Dass sich das bittere Hohnlachen, getrieben von eigenen Schockerfahrungen, erhalten hat, zeigt sich in Grünbeins jüngstem Gedichtband, Nach den Satiren.  Der entgrenzte, aber mit-traumatisierte Dichter seziert eine ihm mittelmäßige Welt, ob nun in kleinen, das Morbide nur andeutenden Stills oder in ausgedehnten Reflexionsübungen.
Nach den Satiren ist der Versuch, zeitkritische Spannung über den Umweg des Abtauchens in halb verschollene Geschichte zu erzeugen. Durs Grünbein ist der conditio humana auf der Spur, den virulenten, zeitlosen Traditionen der zivilisatorischen Entwicklung.

Schriftliche Aufgabe 1: Was treibt laut dem Ausgangstext das bittere Hohnlachen an, und woran zeigt sich, dass es sich erhalten hat?
Schriftliche Aufgabe 2: Prüfe anhand des Ausgangstextes, ob die folgenden Aussagen zutreffen: (a) Der Dichter seziert eine Welt, die ihm mittelmäßig erscheint. (b) „Nach den Satiren“ erzeugt zeitkritische Spannung ohne jeden Rückgriff auf Geschichte. (c) Der Gedichtband besteht ausschließlich aus ausgedehnten Reflexionsübungen.
Schriftliche Aufgabe 3: Fasse den Absatz des Ausgangstextes, der mit „Nach den Satiren ist der Versuch“ beginnt, kürzer zusammen und behalte dabei seine wesentlichen Aussagen bei.

Datensätze:
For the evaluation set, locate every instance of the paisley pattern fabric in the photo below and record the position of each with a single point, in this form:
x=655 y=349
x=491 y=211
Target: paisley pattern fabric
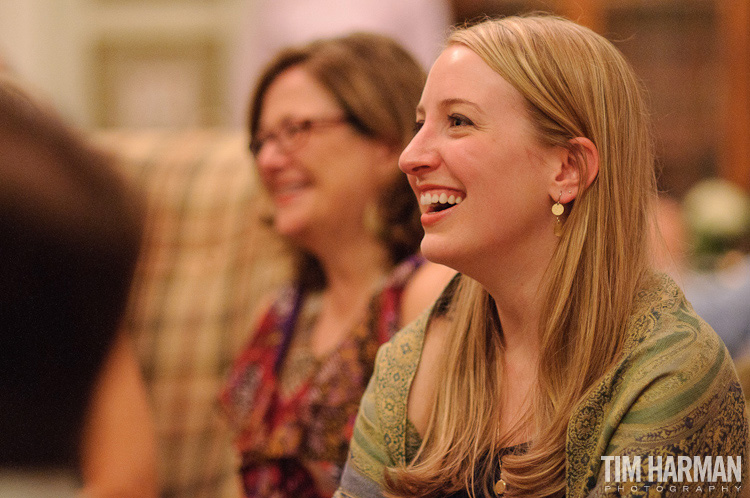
x=294 y=421
x=673 y=393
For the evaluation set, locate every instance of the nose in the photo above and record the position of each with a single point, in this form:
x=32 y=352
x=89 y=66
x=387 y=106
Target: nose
x=419 y=156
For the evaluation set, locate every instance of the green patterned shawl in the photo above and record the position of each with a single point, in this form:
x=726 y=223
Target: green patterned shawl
x=674 y=393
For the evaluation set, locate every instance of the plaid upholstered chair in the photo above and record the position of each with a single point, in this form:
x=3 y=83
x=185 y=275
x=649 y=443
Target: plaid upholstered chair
x=205 y=263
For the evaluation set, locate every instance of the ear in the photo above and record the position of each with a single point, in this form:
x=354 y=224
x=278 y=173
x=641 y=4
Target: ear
x=576 y=170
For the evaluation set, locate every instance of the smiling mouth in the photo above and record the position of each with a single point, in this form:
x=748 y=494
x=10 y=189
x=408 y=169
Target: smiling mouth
x=439 y=202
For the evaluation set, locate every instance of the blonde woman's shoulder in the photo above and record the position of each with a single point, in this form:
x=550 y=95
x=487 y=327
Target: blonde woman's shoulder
x=423 y=289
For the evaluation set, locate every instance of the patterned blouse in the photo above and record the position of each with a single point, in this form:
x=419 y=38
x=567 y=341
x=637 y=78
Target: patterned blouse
x=294 y=413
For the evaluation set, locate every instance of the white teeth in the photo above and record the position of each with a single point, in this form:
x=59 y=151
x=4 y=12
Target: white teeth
x=427 y=199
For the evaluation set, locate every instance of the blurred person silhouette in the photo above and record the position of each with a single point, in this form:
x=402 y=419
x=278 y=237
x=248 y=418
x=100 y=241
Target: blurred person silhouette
x=327 y=122
x=420 y=26
x=74 y=412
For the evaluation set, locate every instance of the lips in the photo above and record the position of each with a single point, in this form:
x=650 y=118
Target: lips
x=285 y=191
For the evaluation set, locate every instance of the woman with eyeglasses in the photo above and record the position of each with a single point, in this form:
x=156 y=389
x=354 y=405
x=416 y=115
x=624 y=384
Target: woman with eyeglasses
x=560 y=364
x=327 y=124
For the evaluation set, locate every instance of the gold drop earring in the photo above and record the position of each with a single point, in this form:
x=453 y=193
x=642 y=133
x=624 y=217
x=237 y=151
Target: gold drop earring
x=557 y=210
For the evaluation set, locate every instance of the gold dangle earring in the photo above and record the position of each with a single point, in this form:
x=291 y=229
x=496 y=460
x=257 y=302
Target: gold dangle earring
x=558 y=209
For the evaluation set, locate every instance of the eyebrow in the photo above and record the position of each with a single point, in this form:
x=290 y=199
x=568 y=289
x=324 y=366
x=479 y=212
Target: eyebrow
x=450 y=102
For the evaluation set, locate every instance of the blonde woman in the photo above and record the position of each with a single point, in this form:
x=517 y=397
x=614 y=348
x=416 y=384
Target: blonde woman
x=558 y=347
x=328 y=121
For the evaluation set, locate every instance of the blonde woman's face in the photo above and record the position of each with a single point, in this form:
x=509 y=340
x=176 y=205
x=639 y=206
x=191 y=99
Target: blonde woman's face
x=318 y=170
x=476 y=143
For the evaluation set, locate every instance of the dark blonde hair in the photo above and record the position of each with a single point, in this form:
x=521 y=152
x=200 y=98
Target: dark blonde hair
x=377 y=84
x=575 y=84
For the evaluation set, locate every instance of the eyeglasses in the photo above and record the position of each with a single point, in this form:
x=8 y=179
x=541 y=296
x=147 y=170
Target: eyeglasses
x=291 y=135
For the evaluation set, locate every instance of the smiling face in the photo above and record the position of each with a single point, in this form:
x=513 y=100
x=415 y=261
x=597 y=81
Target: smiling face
x=322 y=186
x=481 y=175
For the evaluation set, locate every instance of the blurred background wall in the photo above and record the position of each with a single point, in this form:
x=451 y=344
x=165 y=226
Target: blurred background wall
x=182 y=63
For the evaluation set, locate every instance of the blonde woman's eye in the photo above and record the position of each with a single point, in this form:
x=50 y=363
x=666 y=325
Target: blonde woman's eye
x=459 y=120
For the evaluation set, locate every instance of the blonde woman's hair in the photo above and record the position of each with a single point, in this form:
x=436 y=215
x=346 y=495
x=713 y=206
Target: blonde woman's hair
x=576 y=84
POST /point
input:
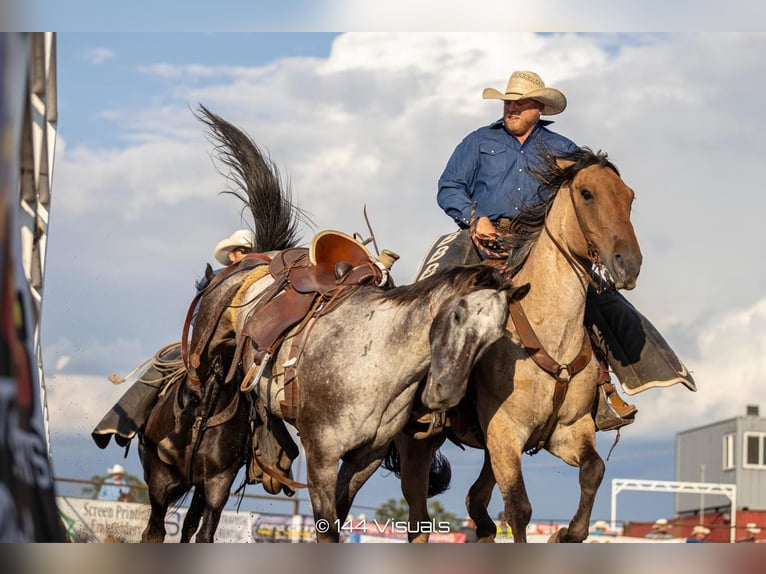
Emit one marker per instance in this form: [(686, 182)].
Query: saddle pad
[(452, 249), (635, 350)]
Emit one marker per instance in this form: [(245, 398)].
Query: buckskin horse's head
[(599, 230)]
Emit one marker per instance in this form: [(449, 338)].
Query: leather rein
[(561, 373)]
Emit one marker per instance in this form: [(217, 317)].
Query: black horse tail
[(439, 477), (255, 180)]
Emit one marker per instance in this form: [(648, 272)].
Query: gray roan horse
[(359, 365), (527, 393)]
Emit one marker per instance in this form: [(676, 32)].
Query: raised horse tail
[(255, 180), (439, 476)]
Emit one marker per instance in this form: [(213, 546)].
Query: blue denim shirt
[(490, 167)]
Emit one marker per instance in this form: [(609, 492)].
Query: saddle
[(308, 283)]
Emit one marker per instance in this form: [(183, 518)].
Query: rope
[(157, 361)]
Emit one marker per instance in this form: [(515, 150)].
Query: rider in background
[(493, 167), (228, 251)]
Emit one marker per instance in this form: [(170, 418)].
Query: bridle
[(597, 266)]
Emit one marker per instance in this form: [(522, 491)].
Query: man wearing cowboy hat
[(115, 487), (493, 168), (235, 247)]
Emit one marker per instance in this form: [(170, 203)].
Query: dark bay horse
[(209, 466), (361, 365), (525, 403), (225, 435)]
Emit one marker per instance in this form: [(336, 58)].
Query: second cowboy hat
[(524, 84), (243, 238)]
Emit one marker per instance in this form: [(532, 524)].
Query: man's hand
[(485, 231)]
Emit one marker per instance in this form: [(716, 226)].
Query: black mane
[(528, 224)]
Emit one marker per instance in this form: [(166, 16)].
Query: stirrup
[(606, 416), (436, 422)]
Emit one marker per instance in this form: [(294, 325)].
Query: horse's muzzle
[(624, 268)]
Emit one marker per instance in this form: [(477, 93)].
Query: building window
[(728, 451), (755, 450)]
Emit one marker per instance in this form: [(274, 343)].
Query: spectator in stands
[(699, 534), (750, 531), (115, 487), (659, 530), (600, 528)]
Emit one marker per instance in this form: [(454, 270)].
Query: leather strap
[(561, 373)]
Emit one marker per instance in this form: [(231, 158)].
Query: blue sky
[(370, 119)]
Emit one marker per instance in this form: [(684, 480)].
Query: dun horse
[(532, 392)]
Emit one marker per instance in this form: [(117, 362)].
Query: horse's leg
[(216, 492), (193, 515), (505, 447), (164, 489), (154, 532), (415, 457), (322, 475), (356, 468), (577, 446), (477, 502)]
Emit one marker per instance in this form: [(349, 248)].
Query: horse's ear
[(518, 293)]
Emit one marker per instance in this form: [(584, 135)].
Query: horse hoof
[(271, 485), (559, 535)]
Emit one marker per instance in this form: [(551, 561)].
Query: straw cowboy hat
[(699, 529), (240, 238), (601, 525), (523, 84), (116, 469)]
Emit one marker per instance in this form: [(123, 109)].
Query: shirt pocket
[(493, 159)]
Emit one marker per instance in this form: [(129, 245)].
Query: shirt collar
[(540, 124)]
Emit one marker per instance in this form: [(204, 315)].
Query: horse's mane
[(555, 172), (255, 180), (461, 278)]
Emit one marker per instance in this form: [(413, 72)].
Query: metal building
[(731, 451)]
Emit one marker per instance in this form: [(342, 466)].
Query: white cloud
[(375, 123), (99, 55)]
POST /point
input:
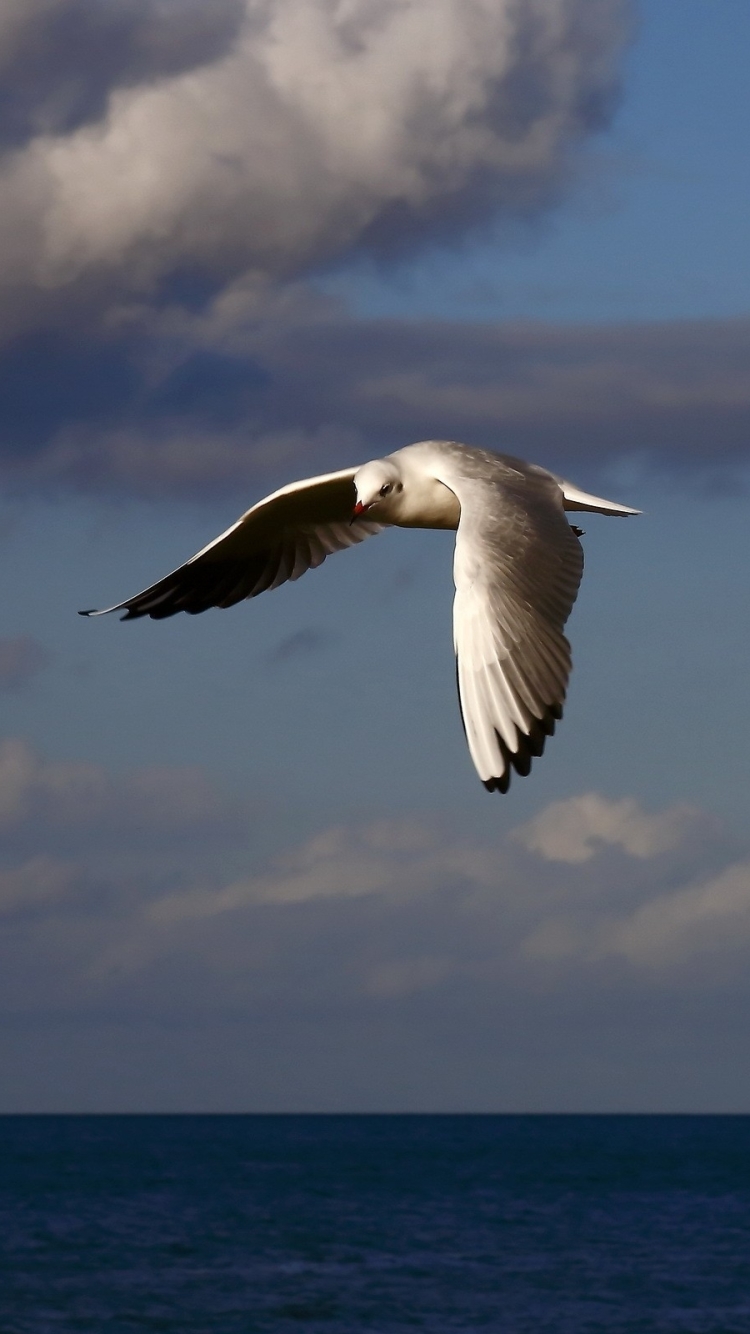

Ausgearbeitete Lösung 1: Das bittere Hohnlachen wird von eigenen Schockerfahrungen getrieben. Dass es sich erhalten hat, zeigt sich in Grünbeins jüngstem Gedichtband „Nach den Satiren“.

Ausgearbeitete Lösung 2:
(a) Ja: „Der entgrenzte, aber mit-traumatisierte Dichter seziert eine ihm mittelmäßige Welt“.
(b) Nein: „zeitkritische Spannung über den Umweg des Abtauchens in halb verschollene Geschichte zu erzeugen“.
(c) Nein: „ob nun in kleinen, das Morbide nur andeutenden Stills oder in ausgedehnten Reflexionsübungen“.

Ausgearbeitete Lösung 3: „Nach den Satiren“ will zeitkritische Spannung erzeugen, indem es in halb verschollene Geschichte abtaucht. Dabei folgt Durs Grünbein der Spur der conditio humana, also den virulenten, zeitlosen Traditionen der zivilisatorischen Entwicklung.